REQUIRED WORK: Beginning with the line that contains "out like [17,689].", extract each line through the end of the listing below, with no additions or omissions.

★ ★ ★ ★ ★ ★ ★

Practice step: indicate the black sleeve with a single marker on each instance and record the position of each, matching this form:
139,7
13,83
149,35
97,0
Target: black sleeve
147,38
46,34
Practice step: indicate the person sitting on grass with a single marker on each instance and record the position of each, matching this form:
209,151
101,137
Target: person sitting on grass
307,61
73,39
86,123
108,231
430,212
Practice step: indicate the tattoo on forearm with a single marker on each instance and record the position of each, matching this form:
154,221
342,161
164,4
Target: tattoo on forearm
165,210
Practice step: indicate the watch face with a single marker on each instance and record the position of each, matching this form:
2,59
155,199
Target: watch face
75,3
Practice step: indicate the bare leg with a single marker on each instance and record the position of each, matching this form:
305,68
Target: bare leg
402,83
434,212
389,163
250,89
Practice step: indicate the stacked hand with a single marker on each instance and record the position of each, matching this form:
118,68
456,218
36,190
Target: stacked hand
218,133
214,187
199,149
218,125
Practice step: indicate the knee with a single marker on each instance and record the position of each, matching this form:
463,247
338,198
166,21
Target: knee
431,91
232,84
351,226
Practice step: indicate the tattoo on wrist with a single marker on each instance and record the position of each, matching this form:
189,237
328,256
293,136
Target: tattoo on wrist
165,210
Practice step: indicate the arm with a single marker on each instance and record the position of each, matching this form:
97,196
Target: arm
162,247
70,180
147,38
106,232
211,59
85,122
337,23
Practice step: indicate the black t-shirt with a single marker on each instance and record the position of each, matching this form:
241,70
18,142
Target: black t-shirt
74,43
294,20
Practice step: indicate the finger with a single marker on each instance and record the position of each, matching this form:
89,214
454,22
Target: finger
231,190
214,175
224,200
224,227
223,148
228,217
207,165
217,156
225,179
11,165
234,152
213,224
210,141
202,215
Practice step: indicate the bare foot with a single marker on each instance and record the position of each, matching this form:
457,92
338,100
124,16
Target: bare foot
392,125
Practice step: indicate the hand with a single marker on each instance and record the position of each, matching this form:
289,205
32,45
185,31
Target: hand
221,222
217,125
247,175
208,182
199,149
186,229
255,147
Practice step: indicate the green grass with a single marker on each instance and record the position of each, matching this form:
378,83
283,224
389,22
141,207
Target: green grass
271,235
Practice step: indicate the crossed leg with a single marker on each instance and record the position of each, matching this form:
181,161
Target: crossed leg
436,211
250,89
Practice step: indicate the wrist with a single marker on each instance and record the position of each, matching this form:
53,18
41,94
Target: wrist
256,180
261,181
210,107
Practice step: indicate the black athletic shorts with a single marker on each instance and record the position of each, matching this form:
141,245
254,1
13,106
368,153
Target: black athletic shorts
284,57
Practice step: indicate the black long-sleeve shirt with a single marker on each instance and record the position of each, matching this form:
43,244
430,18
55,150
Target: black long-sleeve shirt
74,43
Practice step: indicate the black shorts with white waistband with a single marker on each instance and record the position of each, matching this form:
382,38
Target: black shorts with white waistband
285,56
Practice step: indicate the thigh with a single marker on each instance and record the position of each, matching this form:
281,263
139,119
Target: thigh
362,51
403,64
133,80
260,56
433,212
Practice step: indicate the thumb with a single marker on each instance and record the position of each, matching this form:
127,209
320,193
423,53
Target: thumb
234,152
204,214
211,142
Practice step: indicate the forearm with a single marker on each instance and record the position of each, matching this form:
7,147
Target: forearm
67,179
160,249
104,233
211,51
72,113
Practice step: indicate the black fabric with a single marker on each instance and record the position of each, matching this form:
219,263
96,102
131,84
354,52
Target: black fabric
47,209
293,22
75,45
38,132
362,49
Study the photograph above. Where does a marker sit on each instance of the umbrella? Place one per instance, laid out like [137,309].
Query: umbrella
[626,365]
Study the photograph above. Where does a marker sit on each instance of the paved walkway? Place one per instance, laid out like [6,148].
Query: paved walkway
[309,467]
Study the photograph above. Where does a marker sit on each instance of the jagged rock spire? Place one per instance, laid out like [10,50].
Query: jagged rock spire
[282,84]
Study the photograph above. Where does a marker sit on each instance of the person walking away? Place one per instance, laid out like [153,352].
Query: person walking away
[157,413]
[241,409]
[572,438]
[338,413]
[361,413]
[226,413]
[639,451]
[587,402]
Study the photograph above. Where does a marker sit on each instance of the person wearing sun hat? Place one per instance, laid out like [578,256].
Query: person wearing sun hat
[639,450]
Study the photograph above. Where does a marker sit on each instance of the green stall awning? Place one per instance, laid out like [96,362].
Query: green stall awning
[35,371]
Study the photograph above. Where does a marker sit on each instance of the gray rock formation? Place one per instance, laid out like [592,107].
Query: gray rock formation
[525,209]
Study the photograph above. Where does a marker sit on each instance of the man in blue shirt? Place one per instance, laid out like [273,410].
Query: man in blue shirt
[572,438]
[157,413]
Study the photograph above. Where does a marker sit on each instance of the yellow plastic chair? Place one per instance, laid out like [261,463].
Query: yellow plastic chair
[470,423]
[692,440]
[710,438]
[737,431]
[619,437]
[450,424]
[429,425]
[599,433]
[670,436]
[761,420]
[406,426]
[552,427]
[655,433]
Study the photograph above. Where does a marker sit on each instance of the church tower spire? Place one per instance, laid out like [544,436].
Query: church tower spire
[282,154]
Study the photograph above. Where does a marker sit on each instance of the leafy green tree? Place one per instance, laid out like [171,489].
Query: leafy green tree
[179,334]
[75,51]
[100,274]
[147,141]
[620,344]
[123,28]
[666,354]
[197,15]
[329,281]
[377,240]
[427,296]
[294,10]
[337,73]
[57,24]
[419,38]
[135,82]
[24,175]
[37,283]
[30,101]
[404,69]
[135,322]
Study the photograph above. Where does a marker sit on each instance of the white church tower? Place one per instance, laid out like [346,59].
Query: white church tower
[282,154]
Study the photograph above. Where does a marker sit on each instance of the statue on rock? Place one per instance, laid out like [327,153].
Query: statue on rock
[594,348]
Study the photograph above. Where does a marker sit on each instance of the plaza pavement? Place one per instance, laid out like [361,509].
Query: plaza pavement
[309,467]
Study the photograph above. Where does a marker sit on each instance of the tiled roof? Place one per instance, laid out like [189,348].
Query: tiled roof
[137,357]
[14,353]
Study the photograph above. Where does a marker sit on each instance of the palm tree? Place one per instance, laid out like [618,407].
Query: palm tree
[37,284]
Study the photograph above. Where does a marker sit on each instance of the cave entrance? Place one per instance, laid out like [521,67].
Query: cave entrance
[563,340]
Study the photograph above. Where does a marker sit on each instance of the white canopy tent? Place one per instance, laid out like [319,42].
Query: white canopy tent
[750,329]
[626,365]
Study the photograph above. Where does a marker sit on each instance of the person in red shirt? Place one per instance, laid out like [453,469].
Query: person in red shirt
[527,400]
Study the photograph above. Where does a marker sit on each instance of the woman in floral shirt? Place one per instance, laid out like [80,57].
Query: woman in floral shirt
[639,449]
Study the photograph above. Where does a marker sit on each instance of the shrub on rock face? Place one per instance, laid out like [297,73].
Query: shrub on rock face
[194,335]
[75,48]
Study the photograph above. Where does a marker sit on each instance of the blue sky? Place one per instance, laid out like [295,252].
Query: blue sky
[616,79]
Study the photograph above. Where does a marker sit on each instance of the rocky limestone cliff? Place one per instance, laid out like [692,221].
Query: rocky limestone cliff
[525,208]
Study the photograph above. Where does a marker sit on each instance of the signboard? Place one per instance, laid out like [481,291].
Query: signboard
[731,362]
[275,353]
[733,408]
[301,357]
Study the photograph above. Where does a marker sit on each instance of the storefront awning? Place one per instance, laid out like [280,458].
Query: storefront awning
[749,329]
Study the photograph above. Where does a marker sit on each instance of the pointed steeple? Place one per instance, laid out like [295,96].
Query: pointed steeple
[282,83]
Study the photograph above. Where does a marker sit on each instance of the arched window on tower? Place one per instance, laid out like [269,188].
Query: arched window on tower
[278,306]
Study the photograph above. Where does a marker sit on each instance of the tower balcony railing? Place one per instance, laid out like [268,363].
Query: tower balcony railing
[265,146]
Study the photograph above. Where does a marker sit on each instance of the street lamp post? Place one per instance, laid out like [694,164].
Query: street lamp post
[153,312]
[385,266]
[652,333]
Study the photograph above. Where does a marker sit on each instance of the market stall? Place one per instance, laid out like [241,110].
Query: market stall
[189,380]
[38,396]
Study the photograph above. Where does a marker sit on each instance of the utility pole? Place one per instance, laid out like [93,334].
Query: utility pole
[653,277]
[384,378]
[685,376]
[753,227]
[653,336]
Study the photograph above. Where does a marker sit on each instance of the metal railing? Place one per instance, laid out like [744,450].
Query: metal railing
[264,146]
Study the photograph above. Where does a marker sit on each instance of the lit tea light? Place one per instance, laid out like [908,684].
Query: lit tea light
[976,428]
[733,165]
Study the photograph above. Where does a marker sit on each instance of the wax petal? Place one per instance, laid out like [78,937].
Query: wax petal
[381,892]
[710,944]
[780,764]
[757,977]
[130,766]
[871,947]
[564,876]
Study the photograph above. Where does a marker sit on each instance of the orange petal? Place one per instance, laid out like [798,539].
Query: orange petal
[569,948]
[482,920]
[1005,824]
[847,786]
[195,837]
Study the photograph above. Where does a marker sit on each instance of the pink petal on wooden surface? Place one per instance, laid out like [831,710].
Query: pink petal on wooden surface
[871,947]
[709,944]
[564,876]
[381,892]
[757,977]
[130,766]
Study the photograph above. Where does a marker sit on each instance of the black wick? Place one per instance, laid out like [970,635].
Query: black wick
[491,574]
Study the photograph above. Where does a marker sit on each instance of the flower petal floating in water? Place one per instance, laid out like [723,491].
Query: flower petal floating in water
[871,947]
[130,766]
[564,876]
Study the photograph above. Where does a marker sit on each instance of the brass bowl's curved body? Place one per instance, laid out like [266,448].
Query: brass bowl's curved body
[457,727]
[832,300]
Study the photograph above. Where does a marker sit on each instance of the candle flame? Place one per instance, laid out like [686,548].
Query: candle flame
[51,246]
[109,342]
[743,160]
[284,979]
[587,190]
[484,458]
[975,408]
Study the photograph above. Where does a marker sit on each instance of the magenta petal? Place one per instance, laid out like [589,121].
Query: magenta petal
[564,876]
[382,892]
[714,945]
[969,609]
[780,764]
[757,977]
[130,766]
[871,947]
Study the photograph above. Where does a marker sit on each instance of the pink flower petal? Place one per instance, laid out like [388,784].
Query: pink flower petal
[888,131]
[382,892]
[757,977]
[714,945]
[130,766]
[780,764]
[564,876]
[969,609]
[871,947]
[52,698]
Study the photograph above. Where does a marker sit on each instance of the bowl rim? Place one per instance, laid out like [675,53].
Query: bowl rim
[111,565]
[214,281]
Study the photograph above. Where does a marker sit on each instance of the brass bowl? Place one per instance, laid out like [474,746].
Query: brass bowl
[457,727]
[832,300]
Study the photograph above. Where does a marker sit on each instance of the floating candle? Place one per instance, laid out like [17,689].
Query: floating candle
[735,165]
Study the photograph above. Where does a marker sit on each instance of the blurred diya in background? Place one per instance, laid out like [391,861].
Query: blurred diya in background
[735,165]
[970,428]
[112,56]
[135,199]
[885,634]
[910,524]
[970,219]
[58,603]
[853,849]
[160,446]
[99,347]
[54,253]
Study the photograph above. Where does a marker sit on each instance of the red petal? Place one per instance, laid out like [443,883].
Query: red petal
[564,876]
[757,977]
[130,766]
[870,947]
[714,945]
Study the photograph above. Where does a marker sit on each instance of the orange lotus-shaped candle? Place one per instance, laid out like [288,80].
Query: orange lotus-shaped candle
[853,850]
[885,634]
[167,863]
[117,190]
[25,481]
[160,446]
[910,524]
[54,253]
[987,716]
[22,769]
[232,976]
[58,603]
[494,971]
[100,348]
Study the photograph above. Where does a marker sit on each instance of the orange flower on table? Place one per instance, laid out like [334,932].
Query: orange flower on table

★ ★ ★ ★ ★ ★ ★

TASK ANSWER:
Study the photograph above. Where does a marker sit on each instance of the floating candle? Place one per instance, laid out like [17,689].
Query: floating candle
[735,165]
Study the photograph above. Where does a marker sit on each instance of the blurred diya in background? Place one per instance, laid out like [391,861].
Query: blurred diya in background
[735,165]
[970,428]
[112,56]
[135,199]
[885,634]
[910,524]
[970,219]
[58,603]
[853,849]
[160,446]
[99,347]
[54,253]
Study the photograph above. Where does a marker sit on each instance of the red petal? Place one per instance, laid out like [443,883].
Query: red petal
[564,876]
[757,977]
[130,766]
[870,947]
[714,945]
Study the photograph above. Where does a marker sit on each instance of the orange lotus-shaped candle? Place one per instance, laid out like [288,80].
Query: orange lotus-shaped candle
[853,850]
[885,634]
[167,863]
[117,190]
[25,481]
[160,446]
[910,524]
[54,253]
[987,716]
[22,769]
[232,976]
[58,603]
[494,971]
[100,348]
Study the photograph above. Where does a marker sit on each instance of the orange flower on table? Place one per instance, laid out like [334,932].
Query: orange flower on table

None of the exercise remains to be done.